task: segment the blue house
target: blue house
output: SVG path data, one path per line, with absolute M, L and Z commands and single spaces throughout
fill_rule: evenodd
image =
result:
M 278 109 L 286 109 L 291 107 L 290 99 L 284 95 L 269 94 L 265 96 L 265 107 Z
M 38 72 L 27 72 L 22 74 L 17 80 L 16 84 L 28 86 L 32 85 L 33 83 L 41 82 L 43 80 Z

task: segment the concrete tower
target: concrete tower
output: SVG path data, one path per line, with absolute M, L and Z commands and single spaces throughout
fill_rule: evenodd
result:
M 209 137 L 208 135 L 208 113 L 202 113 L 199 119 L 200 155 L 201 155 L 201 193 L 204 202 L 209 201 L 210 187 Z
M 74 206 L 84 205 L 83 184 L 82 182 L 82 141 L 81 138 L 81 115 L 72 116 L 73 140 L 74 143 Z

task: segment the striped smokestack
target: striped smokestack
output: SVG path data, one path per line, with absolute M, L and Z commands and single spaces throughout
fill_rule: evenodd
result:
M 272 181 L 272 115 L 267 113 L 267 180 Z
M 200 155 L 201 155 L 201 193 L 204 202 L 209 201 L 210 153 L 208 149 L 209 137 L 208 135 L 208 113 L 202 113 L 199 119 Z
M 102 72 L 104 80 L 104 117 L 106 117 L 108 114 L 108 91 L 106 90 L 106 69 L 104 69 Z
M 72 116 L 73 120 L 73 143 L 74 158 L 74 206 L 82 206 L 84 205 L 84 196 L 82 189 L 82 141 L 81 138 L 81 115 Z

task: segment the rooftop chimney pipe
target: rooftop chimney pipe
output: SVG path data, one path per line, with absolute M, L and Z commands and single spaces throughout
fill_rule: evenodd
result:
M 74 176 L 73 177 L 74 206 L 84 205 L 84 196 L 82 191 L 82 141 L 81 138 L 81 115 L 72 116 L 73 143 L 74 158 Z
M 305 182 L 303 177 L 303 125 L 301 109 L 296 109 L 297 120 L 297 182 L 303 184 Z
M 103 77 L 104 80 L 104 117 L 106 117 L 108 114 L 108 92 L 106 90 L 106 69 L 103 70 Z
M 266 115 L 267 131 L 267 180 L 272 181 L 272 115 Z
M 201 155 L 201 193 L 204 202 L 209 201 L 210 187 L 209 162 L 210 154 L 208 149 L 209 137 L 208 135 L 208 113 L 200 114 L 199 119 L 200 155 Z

The request: Write out again only the lines from the one containing "task: segment the striped smokestack" through the one containing "M 72 116 L 73", both included, and raise every coordinate in the path outlines by 5. Leave all other text on those lines unchanged.

Answer for this exercise:
task: segment the striped smokestack
target: striped smokestack
output: SVG path data, one path per line, with absolute M, L and Z commands and single spaces throughout
fill_rule: evenodd
result:
M 277 186 L 277 120 L 272 118 L 272 185 Z
M 205 160 L 206 160 L 206 198 L 209 207 L 214 206 L 215 158 L 213 154 L 214 142 L 213 140 L 213 118 L 207 118 L 204 124 Z
M 107 77 L 109 85 L 109 122 L 111 122 L 113 119 L 113 96 L 111 95 L 111 74 L 109 74 Z
M 77 121 L 78 125 L 78 148 L 79 163 L 79 211 L 87 211 L 89 210 L 89 201 L 87 194 L 87 146 L 86 143 L 86 120 Z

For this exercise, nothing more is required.